**Written task:**
Copy out, word for word, everything from the line containing "form [205, 252]." down to the last line of the rows below, with both ends included.

**Extracted information:**
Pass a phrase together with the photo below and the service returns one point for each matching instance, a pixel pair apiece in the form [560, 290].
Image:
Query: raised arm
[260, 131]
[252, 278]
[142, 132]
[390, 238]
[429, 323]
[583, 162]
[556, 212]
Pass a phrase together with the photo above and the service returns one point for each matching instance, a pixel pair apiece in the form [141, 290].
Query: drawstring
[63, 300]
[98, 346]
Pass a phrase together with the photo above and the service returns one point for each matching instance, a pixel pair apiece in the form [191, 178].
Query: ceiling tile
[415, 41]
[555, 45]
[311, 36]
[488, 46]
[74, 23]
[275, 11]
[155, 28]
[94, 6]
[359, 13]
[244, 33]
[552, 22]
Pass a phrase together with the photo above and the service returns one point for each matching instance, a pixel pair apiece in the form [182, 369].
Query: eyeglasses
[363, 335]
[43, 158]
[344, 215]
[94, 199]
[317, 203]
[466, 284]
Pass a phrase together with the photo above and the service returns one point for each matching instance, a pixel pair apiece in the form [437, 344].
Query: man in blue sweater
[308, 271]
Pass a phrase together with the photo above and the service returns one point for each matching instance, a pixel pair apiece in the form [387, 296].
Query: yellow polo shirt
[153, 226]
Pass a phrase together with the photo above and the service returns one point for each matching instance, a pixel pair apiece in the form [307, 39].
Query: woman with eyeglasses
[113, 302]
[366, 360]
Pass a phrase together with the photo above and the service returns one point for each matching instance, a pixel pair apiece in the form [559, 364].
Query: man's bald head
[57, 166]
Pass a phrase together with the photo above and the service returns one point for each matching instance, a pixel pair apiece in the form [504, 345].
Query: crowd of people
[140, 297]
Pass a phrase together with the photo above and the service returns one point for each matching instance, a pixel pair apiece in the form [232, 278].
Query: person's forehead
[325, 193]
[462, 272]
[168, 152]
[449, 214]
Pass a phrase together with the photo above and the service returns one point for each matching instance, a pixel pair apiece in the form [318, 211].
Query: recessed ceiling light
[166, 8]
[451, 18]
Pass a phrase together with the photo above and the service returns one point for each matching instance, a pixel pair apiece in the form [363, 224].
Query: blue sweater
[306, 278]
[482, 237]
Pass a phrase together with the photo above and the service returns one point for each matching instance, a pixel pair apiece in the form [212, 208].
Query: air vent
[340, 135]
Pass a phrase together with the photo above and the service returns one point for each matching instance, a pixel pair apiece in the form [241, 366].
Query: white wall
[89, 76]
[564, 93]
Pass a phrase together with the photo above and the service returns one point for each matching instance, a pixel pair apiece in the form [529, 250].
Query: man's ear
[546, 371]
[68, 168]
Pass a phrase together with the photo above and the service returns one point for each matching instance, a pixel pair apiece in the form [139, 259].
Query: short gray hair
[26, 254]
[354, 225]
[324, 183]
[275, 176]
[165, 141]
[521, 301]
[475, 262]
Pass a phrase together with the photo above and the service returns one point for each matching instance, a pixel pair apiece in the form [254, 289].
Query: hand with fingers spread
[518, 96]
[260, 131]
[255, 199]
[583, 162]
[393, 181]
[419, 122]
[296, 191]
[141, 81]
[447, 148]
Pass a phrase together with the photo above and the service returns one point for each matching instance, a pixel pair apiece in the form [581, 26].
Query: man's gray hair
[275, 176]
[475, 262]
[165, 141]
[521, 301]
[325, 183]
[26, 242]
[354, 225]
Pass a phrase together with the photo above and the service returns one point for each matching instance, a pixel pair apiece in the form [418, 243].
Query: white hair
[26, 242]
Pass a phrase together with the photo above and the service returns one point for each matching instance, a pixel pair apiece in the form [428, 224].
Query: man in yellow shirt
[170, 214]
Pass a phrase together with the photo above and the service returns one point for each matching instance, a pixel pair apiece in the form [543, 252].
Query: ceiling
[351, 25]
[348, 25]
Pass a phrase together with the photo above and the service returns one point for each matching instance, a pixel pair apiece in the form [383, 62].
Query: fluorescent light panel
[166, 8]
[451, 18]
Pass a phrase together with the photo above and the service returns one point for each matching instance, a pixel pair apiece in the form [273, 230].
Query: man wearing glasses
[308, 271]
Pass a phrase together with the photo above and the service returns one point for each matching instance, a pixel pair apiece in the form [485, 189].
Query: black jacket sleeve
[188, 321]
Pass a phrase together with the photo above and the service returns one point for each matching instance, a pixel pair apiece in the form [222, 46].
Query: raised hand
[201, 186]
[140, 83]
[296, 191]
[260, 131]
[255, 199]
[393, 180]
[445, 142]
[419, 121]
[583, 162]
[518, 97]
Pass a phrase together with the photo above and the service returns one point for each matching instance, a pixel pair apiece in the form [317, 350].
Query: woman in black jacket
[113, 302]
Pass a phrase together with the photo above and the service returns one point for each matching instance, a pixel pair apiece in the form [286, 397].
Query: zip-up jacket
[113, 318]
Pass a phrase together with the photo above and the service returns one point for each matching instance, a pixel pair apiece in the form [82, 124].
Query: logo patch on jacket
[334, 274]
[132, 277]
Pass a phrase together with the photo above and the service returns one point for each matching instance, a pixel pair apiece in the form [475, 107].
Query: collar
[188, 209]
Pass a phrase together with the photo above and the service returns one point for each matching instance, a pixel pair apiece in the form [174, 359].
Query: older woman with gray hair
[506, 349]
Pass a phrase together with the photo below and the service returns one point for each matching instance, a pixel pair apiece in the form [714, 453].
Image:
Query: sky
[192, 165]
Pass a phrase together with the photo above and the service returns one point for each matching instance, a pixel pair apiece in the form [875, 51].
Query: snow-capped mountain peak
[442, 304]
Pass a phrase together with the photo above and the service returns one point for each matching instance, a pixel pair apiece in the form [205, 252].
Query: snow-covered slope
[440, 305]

**Result of this exercise:**
Pass a phrase together with the photo above and the service returns one point for each matching instance, a pixel pair apiece in the form [205, 252].
Query: snow-covered slope
[440, 305]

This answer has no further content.